* **任务目标**
1/ 请抄录热门品类 Session 统计摘录中的一段，自“需求简化：在需求一的基础上,增加每个品类用户 session 的点击统计”开始，一直到“Array[String] = top10Category(rdd)”为止。
2/ 请依据热门品类 Session 统计摘录回答下列问题：
(a) 读取原始日志数据时所用的文件路径是什么？
(b) 过滤原始数据时，若 datas(6) 等于 "-1"，返回何值？
(c) 需求二在需求一的基础上增加了哪项统计？
3/ 请接着热门品类 Session 统计摘录的最后一行续写下去。

* **所给摘录**
需求二：Top10 热门品类中每个品类的 Top10 活跃 Session 统计

需求简化：在需求一的基础上,增加每个品类用户 session 的点击统计

object TestHostCategoryTop10Session1 {

    def main(args: Array[String]): Unit = {
        val sparkConf: SparkConf = new SparkConf().setMaster("local[*]").setAppName("HostCategoryTop10")
        val sc = new SparkContext(sparkConf)

        // 1、读取原始日志数据
        val rdd: RDD[String] = sc.textFile("datas/spark-core/user_visit_action.txt")
        rdd.cache()

        val top10: Array[String] = top10Category(rdd)

        // 1、过滤原始数据，保留点击和前10品类id
        val filterRdd: RDD[String] = rdd.filter(
            action => {
                val datas = action.split("_")
                if (datas(6) != "-1") {
                    top10.contains(datas(6))
                } else {
                    false
                }
            }
        )

        // 2、将品类ID和sessionid进行点击量的统计
        val reduceRdd: RDD[((String, String), Int)] = filterRdd.map(
            action => {
                val datas = action.split("_")
                ((datas(6), datas(2)), 1)

* **列表条目**
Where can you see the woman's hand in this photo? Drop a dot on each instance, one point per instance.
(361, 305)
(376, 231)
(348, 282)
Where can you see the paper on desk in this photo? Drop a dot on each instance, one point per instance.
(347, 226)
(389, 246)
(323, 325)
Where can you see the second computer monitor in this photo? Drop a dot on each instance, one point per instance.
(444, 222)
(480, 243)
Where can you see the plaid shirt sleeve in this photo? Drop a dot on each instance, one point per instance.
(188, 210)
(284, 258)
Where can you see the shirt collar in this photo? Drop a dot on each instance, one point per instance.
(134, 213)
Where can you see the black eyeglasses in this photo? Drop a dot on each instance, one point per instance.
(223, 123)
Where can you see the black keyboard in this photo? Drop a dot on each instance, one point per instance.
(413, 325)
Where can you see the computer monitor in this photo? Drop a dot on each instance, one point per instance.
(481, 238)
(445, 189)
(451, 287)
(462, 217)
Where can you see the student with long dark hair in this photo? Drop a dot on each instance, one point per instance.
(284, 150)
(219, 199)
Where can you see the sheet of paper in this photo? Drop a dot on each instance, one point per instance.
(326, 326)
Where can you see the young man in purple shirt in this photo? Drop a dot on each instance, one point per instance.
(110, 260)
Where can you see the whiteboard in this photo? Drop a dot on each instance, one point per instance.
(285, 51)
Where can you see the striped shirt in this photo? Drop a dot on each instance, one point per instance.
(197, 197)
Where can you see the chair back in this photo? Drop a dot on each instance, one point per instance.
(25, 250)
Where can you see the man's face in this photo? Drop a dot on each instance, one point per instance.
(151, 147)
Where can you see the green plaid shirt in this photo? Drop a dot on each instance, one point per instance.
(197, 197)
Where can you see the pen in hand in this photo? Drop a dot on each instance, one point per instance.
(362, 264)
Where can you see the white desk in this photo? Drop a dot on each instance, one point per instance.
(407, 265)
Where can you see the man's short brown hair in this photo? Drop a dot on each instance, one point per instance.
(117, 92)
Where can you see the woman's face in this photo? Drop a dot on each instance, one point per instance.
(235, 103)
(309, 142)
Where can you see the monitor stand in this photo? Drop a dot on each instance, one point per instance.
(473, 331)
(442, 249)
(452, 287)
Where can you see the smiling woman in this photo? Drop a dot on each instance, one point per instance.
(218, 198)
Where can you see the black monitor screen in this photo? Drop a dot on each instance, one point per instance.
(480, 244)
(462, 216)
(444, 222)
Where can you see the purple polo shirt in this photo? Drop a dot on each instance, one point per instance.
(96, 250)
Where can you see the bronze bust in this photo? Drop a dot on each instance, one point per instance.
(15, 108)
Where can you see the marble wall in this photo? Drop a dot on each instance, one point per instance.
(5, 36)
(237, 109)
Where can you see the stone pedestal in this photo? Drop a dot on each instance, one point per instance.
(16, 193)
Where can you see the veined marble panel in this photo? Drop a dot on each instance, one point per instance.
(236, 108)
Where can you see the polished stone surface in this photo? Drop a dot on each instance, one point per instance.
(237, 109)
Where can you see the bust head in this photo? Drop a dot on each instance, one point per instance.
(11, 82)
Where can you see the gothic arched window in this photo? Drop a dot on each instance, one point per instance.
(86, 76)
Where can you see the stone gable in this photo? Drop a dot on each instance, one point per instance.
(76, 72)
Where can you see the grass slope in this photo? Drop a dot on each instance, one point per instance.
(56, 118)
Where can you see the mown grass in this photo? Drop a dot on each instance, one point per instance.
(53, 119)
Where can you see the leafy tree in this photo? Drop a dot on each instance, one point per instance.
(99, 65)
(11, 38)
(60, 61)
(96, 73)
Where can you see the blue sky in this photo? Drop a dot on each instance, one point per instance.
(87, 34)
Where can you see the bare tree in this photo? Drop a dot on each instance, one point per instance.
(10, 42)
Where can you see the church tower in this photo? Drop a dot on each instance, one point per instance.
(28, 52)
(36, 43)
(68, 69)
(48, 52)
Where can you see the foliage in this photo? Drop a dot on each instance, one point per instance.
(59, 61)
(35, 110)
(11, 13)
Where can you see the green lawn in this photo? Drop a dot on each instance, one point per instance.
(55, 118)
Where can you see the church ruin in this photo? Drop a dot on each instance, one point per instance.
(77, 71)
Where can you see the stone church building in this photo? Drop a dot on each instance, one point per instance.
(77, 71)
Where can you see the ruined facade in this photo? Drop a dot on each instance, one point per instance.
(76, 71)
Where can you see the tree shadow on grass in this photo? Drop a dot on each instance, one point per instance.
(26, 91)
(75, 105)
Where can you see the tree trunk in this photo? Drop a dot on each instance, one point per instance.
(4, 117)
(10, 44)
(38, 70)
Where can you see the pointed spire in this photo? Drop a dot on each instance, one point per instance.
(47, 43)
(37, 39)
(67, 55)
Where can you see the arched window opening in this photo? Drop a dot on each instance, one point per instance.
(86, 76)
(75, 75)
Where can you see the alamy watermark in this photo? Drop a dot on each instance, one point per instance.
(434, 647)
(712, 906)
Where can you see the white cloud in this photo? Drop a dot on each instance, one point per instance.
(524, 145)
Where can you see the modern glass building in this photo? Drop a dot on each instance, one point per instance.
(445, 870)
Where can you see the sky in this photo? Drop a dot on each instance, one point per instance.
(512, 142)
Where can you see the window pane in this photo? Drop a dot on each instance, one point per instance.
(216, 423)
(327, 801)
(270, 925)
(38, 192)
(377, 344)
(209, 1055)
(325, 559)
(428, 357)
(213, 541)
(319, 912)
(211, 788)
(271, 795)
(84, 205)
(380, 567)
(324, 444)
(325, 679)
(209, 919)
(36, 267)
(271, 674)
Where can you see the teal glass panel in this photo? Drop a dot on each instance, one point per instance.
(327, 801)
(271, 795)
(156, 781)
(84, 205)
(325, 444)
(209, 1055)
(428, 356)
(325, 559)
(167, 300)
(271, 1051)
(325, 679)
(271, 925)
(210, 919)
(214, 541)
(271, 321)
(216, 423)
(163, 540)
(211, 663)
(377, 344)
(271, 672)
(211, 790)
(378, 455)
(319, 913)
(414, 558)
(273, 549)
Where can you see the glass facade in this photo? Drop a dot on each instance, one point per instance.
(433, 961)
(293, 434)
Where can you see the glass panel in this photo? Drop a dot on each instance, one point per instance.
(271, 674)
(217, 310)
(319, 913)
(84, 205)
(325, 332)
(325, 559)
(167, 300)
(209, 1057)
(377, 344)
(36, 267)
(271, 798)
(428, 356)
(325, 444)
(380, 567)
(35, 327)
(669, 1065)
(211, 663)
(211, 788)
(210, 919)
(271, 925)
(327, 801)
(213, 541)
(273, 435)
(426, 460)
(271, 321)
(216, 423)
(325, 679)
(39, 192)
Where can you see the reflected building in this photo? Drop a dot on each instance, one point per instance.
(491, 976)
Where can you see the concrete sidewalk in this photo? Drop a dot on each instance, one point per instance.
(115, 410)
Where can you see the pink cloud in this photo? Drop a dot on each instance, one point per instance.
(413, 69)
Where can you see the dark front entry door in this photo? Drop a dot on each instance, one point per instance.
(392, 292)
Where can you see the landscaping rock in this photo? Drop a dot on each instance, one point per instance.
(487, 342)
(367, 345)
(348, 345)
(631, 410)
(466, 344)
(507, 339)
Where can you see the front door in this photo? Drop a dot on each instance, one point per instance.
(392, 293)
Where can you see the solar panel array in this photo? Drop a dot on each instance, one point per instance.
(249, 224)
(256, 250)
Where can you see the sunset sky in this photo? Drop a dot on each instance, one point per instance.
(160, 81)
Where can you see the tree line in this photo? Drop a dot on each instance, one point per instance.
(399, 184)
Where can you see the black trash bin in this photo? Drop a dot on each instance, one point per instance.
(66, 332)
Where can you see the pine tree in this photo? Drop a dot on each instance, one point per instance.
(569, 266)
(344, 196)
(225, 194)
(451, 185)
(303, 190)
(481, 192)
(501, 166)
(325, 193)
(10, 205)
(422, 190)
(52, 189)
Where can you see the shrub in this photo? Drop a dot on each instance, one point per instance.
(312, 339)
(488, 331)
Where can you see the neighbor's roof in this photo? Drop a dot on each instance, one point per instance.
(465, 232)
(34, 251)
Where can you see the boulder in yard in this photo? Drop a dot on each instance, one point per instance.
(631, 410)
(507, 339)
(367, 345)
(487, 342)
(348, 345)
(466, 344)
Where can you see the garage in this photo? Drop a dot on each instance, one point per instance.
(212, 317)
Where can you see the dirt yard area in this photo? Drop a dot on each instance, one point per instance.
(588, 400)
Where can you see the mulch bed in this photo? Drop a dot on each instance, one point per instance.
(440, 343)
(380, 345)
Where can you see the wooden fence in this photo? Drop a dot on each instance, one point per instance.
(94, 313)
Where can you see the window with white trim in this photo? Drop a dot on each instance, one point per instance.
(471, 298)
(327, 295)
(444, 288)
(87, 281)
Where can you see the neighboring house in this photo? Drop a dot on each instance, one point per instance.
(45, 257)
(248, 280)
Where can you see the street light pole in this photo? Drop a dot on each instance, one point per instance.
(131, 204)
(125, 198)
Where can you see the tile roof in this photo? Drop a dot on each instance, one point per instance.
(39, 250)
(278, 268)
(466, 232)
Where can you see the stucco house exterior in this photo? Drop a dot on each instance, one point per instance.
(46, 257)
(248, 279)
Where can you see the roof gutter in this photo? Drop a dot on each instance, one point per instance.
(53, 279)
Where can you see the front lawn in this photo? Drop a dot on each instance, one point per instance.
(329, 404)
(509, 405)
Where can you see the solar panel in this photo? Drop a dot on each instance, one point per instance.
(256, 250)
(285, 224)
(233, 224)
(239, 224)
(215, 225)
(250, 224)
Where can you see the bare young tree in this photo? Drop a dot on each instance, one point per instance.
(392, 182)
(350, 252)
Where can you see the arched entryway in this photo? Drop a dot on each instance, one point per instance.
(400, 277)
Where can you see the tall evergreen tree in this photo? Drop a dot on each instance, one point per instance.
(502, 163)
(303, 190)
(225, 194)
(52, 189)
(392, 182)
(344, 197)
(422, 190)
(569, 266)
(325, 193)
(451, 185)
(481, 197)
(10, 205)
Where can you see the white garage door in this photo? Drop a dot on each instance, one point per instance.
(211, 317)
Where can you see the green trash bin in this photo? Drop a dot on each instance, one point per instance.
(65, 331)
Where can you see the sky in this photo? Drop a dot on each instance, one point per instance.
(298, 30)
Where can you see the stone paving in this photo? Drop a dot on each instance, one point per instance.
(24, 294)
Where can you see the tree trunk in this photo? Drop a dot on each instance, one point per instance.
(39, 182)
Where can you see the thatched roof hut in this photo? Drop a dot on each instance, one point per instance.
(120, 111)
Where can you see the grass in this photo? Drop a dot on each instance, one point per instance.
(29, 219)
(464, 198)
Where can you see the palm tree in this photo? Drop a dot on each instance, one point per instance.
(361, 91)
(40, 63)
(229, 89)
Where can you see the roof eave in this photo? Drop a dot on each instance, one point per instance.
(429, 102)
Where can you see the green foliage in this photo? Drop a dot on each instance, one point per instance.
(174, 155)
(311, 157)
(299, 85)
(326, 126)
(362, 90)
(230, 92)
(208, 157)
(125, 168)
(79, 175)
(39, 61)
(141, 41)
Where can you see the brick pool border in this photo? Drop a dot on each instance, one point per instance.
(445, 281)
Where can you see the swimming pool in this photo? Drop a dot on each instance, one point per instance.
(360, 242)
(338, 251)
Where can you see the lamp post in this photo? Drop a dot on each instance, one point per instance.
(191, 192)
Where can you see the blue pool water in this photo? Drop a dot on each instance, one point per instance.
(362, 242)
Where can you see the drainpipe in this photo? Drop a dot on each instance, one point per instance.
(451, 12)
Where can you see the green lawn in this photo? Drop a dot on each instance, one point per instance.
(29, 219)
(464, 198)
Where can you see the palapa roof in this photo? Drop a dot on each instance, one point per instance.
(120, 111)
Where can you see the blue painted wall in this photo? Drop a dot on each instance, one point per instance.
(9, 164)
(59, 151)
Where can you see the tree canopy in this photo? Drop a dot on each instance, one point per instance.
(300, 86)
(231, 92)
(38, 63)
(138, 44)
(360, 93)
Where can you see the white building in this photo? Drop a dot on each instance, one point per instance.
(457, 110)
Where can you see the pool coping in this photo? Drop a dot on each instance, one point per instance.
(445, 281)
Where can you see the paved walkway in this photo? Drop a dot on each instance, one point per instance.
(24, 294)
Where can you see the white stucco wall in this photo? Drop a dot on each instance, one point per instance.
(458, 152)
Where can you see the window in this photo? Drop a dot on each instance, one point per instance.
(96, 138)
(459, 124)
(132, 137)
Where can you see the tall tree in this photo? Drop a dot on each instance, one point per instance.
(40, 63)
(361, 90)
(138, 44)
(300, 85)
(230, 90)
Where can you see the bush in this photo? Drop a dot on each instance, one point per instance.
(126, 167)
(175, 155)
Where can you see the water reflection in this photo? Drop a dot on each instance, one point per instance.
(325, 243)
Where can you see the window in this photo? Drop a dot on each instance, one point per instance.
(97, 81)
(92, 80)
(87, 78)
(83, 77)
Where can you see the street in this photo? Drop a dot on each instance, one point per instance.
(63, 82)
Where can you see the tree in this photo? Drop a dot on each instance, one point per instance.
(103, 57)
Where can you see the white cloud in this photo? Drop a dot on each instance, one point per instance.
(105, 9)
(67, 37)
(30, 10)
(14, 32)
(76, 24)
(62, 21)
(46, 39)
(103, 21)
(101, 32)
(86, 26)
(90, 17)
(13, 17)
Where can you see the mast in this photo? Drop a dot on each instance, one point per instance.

* **答案列表**
1/
需求简化：在需求一的基础上,增加每个品类用户 session 的点击统计

object TestHostCategoryTop10Session1 {

    def main(args: Array[String]): Unit = {
        val sparkConf: SparkConf = new SparkConf().setMaster("local[*]").setAppName("HostCategoryTop10")
        val sc = new SparkContext(sparkConf)

        // 1、读取原始日志数据
        val rdd: RDD[String] = sc.textFile("datas/spark-core/user_visit_action.txt")
        rdd.cache()

        val top10: Array[String] = top10Category(rdd)

2/
(a) datas/spark-core/user_visit_action.txt
(b) false
(c) 每个品类用户 session 的点击统计。

3/
            }
        ).reduceByKey(_ + _)

        // 将统计的结果进行结构的转换
        // ((品类ID， sessionId), sum) => (品类ID， (sessionId, sum))
        val mapRDD: RDD[(String, (String, Int))] = reduceRdd.map {
            case ((cid, sid), sum) => (cid, (sid, sum))
        }

        // 4、相同的品类进行分组
        val groupRDD: RDD[(String, Iterable[(String, Int)])] = mapRDD.groupByKey()

        // 5、讲分组后的数据进行点击量的排序，取前时
        val resultRDD: RDD[(String, List[(String, Int)])] = groupRDD.mapValues(
            iter => {
                iter.toList.sortBy(_._2).reverse.take(10)
            }
        )

        // 5、采集
        resultRDD.collect.foreach(println)

        sc.stop()
    }

    def top10Category (rdd: RDD[String]): Array[String] = {
        rdd.flatMap(
            (action: String) => {
                val datas: Array[String] = action.split("_")
                if (datas(6) != "-1") {
                    // 点击场合
                    List((datas(6), (1, 0, 0)))
                } else if (datas(8) != "null") {
                    // 下单场合
                    datas(8).split(",").map((_, (0, 1, 0)))
                } else if (datas(10) != "null") {
                    // 支付场合
                    datas(10).split(",").map((_, (0, 0, 1)))
                } else {
                    Nil
                }
            }
        ).reduceByKey(
            (t1, t2) => {
                (t1._1 + t2._1, t1._2 + t2._2, t1._3 + t2._3)
            }
        ).sortBy(_._2, false).take(10).map(_._1)
    }
}

需求三：页面单跳转换率统计

页面单跳转化率

计算页面单跳转化率,什么是页面单跳转换率,比如一个用户在一次 Session 过程中访问的页面路径 3,5,7,9,10,21,那么页面 3 跳到页面 5 叫一次单跳,7-9 也叫一次单跳,那么单跳转化率就是要统计页面点击的概率。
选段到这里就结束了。